— Start Records for this exercise —

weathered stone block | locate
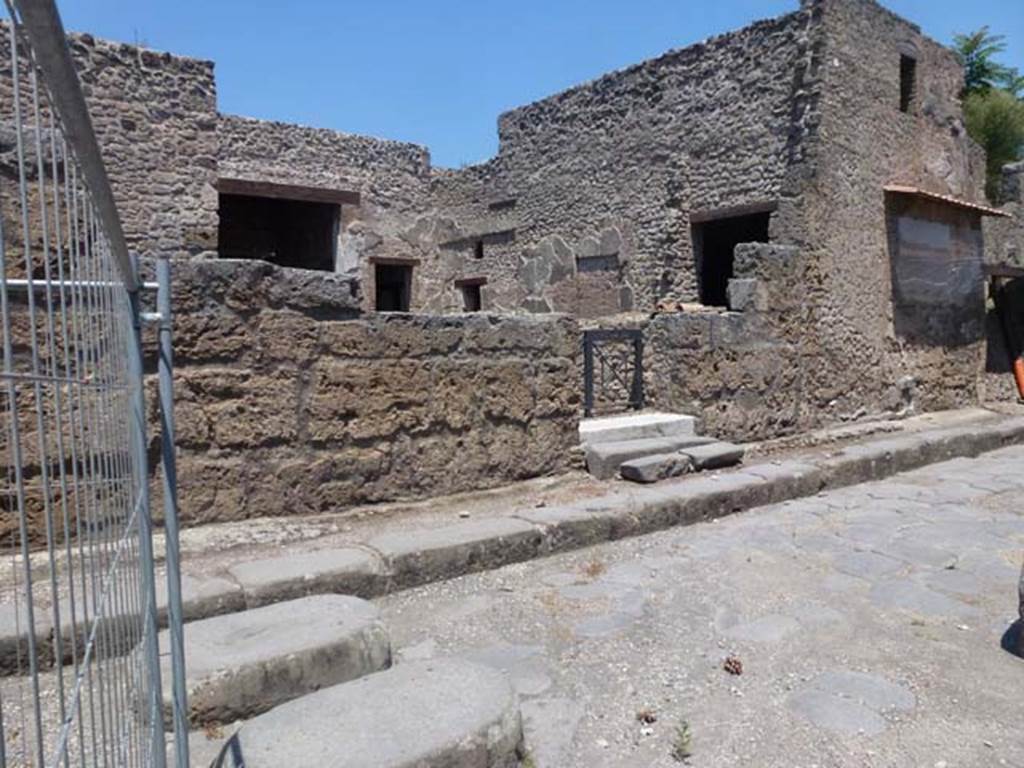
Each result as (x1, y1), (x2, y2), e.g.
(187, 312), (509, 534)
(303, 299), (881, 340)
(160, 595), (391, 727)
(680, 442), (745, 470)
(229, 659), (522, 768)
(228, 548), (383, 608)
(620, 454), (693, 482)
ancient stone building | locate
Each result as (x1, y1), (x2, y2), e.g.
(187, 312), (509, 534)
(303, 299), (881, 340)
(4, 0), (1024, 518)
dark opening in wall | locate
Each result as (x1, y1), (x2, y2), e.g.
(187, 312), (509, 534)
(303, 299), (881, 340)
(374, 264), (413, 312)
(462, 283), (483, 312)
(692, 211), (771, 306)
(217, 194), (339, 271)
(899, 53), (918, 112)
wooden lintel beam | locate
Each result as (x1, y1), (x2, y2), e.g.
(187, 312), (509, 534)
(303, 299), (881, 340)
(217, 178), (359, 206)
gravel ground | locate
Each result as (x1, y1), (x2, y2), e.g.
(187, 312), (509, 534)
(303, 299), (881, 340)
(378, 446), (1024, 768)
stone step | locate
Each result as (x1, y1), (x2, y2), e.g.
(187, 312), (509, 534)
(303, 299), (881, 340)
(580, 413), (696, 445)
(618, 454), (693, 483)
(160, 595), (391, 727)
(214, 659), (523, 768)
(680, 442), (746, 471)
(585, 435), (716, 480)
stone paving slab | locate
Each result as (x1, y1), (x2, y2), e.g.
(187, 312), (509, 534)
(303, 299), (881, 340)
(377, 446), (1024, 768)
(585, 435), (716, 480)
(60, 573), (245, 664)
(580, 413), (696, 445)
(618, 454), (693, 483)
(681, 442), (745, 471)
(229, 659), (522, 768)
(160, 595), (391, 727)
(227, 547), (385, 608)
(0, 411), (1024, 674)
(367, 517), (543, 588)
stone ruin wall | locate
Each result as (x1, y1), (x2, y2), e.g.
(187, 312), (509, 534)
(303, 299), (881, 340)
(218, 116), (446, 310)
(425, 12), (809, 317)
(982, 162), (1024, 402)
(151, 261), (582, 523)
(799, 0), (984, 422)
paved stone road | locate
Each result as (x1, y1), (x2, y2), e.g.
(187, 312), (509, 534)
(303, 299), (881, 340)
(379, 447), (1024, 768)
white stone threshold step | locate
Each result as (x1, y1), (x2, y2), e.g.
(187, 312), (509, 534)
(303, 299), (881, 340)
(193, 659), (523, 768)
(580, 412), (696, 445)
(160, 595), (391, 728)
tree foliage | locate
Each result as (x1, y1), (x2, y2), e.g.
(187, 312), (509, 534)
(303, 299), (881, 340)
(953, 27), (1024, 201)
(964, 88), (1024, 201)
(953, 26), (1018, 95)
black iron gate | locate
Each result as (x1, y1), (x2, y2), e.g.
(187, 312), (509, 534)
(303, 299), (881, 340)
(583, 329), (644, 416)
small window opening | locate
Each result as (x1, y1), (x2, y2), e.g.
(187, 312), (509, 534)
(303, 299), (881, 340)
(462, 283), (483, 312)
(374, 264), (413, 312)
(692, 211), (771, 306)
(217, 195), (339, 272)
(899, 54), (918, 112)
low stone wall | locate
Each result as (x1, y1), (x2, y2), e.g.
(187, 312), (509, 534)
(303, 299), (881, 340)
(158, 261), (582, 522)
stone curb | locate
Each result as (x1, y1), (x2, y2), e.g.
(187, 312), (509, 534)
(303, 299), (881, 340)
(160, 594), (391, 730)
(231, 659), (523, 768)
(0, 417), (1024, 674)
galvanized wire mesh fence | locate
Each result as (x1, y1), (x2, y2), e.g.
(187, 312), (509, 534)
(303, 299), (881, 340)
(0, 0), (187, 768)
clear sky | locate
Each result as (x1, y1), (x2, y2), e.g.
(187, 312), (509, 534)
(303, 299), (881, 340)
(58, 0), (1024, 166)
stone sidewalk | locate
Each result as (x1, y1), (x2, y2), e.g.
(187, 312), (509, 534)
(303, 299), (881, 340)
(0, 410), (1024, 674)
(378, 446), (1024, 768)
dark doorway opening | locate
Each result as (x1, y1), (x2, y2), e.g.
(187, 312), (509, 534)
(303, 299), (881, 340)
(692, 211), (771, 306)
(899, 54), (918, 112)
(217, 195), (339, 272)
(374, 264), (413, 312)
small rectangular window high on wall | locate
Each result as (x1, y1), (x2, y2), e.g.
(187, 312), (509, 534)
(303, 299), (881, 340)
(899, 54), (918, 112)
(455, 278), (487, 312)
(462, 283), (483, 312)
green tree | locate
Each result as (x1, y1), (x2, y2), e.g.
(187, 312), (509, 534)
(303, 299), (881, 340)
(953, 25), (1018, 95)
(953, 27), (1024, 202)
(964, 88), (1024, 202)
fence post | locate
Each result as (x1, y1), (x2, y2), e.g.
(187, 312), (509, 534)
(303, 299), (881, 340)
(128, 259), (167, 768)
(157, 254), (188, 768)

— End Records for this exercise —

Stated goal: Please rewrite all of the data above as a numbered list, one line per item, with blank lines dropped and the pictures left out.

Output below:
1. weathered stone block | locate
2. Each result as (x1, y1), (x2, y2), e.g.
3. (187, 312), (509, 534)
4. (303, 299), (881, 340)
5. (160, 595), (391, 727)
6. (680, 442), (745, 470)
7. (229, 659), (522, 768)
8. (228, 548), (383, 608)
9. (620, 454), (693, 482)
10. ancient stone building | locate
11. Each result as (x1, y1), (x2, y2), e.g.
12. (187, 312), (509, 534)
13. (303, 299), (881, 340)
14. (4, 0), (1024, 518)
15. dark opening in wall | locate
16. Each result as (x1, y1), (x2, y2), e.g.
17. (187, 312), (509, 534)
18. (303, 299), (881, 340)
19. (374, 264), (413, 312)
20. (462, 283), (483, 312)
21. (692, 211), (771, 306)
22. (217, 194), (339, 271)
23. (899, 53), (918, 112)
24. wooden lintel beam | locate
25. Each result as (x1, y1), (x2, y2), e.g.
26. (187, 312), (509, 534)
27. (303, 299), (881, 340)
28. (217, 178), (359, 206)
29. gravel ground | locate
30. Each result as (x1, y1), (x2, y2), e.g.
31. (187, 312), (509, 534)
32. (303, 299), (881, 340)
33. (378, 446), (1024, 768)
34. stone step | locate
35. Each result as (x1, y1), (x2, y2), e.g.
36. (187, 312), (509, 534)
37. (303, 299), (881, 340)
38. (580, 413), (696, 445)
39. (618, 454), (693, 483)
40. (160, 595), (391, 727)
41. (214, 659), (523, 768)
42. (680, 442), (746, 471)
43. (585, 435), (716, 480)
44. stone paving slab | locate
45. Each result as (x1, y1), (x2, y2), e.g.
46. (187, 312), (509, 534)
47. (303, 299), (881, 340)
48. (377, 446), (1024, 768)
49. (585, 435), (716, 480)
50. (60, 573), (245, 664)
51. (580, 413), (696, 445)
52. (618, 454), (693, 483)
53. (681, 442), (745, 471)
54. (229, 659), (522, 768)
55. (160, 595), (391, 727)
56. (227, 547), (385, 608)
57. (0, 411), (1024, 674)
58. (367, 517), (543, 588)
59. stone ruin wall | locate
60. Each result as (x1, y1), (x2, y2), e.g.
61. (187, 312), (509, 534)
62. (303, 299), (881, 340)
63. (218, 116), (446, 310)
64. (425, 12), (809, 317)
65. (982, 162), (1024, 402)
66. (151, 261), (582, 523)
67. (799, 0), (984, 422)
68. paved stone road | locate
69. Each result as (x1, y1), (x2, y2), e.g.
70. (187, 312), (509, 534)
71. (303, 299), (881, 340)
72. (379, 447), (1024, 768)
73. white stone threshold step | locate
74. Each result as (x1, y1), (x2, y2), e.g.
75. (187, 312), (509, 534)
76. (303, 299), (881, 340)
77. (193, 659), (523, 768)
78. (580, 412), (696, 445)
79. (160, 595), (391, 728)
80. tree foliage | locate
81. Each result as (x1, y1), (x2, y2), e.g.
82. (187, 312), (509, 534)
83. (303, 299), (881, 340)
84. (953, 27), (1024, 201)
85. (964, 88), (1024, 201)
86. (953, 26), (1018, 95)
87. black iron gate | locate
88. Each result as (x1, y1), (x2, y2), e.g.
89. (187, 312), (509, 534)
90. (303, 299), (881, 340)
91. (583, 329), (644, 416)
92. small window opening | locate
93. Each result as (x1, y1), (x2, y2), e.g.
94. (187, 312), (509, 534)
95. (303, 299), (881, 340)
96. (462, 283), (483, 312)
97. (374, 264), (413, 312)
98. (692, 211), (771, 306)
99. (217, 195), (339, 272)
100. (899, 54), (918, 112)
101. low stone wall | locate
102. Each result as (x1, y1), (x2, y2), e.g.
103. (187, 312), (509, 534)
104. (303, 299), (881, 340)
105. (158, 261), (582, 522)
106. stone curb | locate
107. Each result as (x1, y1), (x2, y2), e.g.
108. (187, 312), (509, 534)
109. (303, 299), (881, 340)
110. (160, 594), (391, 730)
111. (231, 659), (523, 768)
112. (0, 417), (1024, 674)
113. galvanized wire mesh fence | locate
114. Each result as (x1, y1), (x2, y2), e.g.
115. (187, 312), (509, 534)
116. (303, 299), (881, 340)
117. (0, 0), (187, 768)
118. clear sky | locate
119. Each result as (x1, y1), (x2, y2), e.g.
120. (187, 312), (509, 534)
121. (303, 299), (881, 340)
122. (58, 0), (1024, 166)
123. stone sidewalk | locate
124. Each result as (x1, y1), (x2, y2), e.g.
125. (187, 312), (509, 534)
126. (303, 299), (881, 340)
127. (0, 410), (1024, 674)
128. (378, 446), (1024, 768)
129. dark doorway opening | locate
130. Each result as (x1, y1), (x2, y2), e.g.
131. (187, 312), (509, 534)
132. (303, 299), (881, 340)
133. (692, 211), (771, 306)
134. (899, 54), (918, 112)
135. (217, 195), (339, 272)
136. (374, 264), (413, 312)
137. small rectangular window high on wall | locate
138. Each result as (x1, y1), (x2, y2), e.g.
139. (187, 312), (509, 534)
140. (303, 299), (881, 340)
141. (899, 54), (918, 112)
142. (455, 278), (487, 312)
143. (462, 283), (483, 312)
144. green tree | locate
145. Each result as (x1, y1), (x2, y2), e.g.
146. (187, 312), (509, 534)
147. (303, 299), (881, 340)
148. (953, 25), (1018, 95)
149. (953, 27), (1024, 202)
150. (964, 88), (1024, 202)
151. fence post | locate
152. Each result as (x1, y1), (x2, y2), e.g.
153. (187, 312), (509, 534)
154. (303, 299), (881, 340)
155. (128, 259), (167, 768)
156. (157, 254), (188, 768)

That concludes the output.